[Data extract — start]
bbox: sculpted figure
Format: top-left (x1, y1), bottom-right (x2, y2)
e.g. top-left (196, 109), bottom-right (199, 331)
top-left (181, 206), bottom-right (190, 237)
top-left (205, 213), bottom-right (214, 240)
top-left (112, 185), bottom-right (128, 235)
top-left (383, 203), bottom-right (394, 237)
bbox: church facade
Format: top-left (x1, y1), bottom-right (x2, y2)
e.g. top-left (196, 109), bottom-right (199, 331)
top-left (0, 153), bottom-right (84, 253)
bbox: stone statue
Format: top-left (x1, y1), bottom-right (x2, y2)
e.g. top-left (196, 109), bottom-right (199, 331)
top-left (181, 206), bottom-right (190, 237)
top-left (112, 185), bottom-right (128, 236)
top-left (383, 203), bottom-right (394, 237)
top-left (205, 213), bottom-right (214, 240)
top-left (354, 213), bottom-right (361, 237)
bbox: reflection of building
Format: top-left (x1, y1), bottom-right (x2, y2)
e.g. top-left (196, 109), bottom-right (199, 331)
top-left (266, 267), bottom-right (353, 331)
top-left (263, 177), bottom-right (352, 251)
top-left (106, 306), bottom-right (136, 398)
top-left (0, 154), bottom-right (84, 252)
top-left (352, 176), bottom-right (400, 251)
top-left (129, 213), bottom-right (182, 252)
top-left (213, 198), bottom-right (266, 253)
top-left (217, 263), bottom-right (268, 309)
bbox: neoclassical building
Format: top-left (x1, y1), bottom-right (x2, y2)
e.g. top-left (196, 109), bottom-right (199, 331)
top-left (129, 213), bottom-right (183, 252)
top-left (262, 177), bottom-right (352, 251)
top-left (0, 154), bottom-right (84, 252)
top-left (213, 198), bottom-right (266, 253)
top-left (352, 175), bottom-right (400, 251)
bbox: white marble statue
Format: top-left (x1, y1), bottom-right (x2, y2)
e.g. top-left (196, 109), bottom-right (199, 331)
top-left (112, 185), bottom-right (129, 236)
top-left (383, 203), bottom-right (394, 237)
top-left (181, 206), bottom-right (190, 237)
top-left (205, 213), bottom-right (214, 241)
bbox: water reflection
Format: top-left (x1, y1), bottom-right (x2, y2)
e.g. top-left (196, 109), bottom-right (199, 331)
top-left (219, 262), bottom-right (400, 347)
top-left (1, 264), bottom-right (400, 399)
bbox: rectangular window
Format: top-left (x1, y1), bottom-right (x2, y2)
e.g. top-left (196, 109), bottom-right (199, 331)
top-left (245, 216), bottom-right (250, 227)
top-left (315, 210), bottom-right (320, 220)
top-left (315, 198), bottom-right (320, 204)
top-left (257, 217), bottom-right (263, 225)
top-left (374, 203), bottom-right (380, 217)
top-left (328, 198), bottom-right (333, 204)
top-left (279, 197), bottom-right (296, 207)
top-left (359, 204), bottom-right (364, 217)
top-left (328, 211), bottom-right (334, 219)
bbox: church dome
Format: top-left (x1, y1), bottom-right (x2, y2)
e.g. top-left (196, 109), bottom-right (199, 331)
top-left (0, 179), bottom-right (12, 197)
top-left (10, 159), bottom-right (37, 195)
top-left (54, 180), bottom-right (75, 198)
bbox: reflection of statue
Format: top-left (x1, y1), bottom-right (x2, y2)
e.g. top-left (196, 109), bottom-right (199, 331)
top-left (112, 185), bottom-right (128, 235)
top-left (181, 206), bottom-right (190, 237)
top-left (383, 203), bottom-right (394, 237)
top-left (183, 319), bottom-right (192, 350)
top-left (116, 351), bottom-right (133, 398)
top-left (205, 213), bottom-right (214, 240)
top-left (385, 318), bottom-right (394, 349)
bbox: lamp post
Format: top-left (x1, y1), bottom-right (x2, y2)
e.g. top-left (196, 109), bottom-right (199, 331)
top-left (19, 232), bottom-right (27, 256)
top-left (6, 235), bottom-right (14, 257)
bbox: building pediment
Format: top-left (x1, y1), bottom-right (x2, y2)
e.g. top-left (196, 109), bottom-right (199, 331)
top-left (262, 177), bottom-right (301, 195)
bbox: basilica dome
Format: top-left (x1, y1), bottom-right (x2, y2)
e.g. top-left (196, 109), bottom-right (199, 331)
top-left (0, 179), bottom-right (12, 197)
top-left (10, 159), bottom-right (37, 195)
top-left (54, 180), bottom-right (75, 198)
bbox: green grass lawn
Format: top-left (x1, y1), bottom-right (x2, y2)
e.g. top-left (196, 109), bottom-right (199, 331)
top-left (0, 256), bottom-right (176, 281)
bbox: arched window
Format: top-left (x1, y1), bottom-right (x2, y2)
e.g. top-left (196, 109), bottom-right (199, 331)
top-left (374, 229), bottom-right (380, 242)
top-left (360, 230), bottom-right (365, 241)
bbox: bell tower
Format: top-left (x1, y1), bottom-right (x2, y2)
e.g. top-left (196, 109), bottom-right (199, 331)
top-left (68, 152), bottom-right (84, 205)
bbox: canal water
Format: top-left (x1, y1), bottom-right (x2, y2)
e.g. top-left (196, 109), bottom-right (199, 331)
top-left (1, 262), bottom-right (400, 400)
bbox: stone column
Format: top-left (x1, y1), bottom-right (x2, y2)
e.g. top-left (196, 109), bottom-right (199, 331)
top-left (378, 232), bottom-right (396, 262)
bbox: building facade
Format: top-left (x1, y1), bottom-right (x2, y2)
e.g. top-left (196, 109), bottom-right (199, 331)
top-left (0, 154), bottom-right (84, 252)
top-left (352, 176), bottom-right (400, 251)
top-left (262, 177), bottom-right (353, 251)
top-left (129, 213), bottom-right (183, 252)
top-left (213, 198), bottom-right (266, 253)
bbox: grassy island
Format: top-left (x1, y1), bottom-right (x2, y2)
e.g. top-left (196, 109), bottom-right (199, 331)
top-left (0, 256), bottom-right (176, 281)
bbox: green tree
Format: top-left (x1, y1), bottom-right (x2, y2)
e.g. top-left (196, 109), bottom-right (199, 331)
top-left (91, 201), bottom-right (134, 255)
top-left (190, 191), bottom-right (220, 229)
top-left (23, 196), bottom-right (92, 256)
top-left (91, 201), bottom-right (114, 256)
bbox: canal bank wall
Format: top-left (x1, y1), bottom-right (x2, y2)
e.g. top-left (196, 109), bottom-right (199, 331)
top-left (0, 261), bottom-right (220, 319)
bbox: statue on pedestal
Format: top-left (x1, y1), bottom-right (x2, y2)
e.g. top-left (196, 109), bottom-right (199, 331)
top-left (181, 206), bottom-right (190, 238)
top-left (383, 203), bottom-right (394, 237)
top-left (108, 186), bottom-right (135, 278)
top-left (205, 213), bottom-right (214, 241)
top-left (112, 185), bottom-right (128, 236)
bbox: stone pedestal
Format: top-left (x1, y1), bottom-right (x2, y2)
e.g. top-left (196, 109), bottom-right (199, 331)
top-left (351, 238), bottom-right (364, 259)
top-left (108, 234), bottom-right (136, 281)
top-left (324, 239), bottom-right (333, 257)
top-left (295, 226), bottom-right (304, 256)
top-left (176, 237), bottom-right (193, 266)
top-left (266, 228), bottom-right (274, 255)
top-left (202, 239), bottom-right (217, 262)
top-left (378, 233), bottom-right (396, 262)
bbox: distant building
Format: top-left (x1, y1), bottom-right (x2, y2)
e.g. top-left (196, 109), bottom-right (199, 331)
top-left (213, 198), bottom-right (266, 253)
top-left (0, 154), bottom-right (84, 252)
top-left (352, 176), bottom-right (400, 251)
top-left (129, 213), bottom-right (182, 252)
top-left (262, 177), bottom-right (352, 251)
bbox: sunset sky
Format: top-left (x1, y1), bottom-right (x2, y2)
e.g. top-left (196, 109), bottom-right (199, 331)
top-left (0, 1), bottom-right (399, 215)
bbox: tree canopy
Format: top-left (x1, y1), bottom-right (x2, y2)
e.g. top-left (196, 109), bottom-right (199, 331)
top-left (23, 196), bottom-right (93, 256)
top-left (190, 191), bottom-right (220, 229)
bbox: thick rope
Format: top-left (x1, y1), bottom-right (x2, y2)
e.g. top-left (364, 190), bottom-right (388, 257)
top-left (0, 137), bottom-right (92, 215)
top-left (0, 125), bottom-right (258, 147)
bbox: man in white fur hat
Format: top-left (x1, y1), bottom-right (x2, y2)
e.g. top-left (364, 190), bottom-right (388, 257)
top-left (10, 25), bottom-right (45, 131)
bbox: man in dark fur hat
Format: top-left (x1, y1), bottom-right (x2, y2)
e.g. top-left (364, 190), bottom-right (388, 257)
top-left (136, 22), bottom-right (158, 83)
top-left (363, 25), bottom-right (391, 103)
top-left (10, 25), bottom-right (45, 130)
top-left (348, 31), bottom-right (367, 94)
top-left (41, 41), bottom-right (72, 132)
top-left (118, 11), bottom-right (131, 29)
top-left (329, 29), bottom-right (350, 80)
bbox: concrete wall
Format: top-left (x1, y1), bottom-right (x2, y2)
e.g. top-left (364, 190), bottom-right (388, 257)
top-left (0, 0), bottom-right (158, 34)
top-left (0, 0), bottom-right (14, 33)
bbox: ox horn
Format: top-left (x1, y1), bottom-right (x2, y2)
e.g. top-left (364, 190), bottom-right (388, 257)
[Data extract — finish]
→ Try it
Would you copy all lines in the records where the string "dome" appears?

→ Response area
bbox: church dome
bbox: basilica dome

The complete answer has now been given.